# What needs to be done
Quote every item below verbatim, with no alterations.

***** Data entries *****

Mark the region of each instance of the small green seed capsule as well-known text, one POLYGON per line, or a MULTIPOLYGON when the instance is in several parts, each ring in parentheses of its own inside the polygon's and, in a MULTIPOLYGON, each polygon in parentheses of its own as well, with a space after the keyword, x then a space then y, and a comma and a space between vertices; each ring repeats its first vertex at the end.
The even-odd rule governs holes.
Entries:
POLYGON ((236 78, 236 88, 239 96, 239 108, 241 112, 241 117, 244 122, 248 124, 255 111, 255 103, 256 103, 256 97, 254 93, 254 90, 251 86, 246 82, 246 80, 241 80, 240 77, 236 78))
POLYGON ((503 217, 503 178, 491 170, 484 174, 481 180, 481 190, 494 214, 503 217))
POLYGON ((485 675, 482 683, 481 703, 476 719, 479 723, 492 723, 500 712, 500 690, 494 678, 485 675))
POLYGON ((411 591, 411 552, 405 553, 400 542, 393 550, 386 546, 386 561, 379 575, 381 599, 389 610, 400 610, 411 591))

*****

# Expected answer
Mark the region of each instance of the small green seed capsule as well-known text, one POLYGON per line, or a MULTIPOLYGON when the instance is in several parts, each ring in parentheses of its own inside the polygon's and, in a MULTIPOLYGON, each polygon in parentheses of its own as well, with a space after the keyword, x then a space then y, and a comma and a space between vertices; each ring repeats its first vertex at the end.
The even-odd rule governs holes.
Entries:
POLYGON ((236 78, 236 88, 239 96, 239 108, 241 112, 241 117, 244 122, 248 124, 255 111, 255 103, 256 103, 256 97, 254 93, 254 90, 251 86, 246 82, 246 80, 241 80, 240 77, 236 78))
POLYGON ((503 217, 503 178, 491 170, 484 174, 481 180, 481 190, 494 214, 503 217))
POLYGON ((485 675, 482 683, 481 703, 476 719, 479 723, 492 723, 500 712, 500 690, 494 678, 485 675))
POLYGON ((411 591, 411 552, 405 553, 400 542, 393 550, 386 546, 386 561, 379 575, 381 599, 389 610, 400 610, 411 591))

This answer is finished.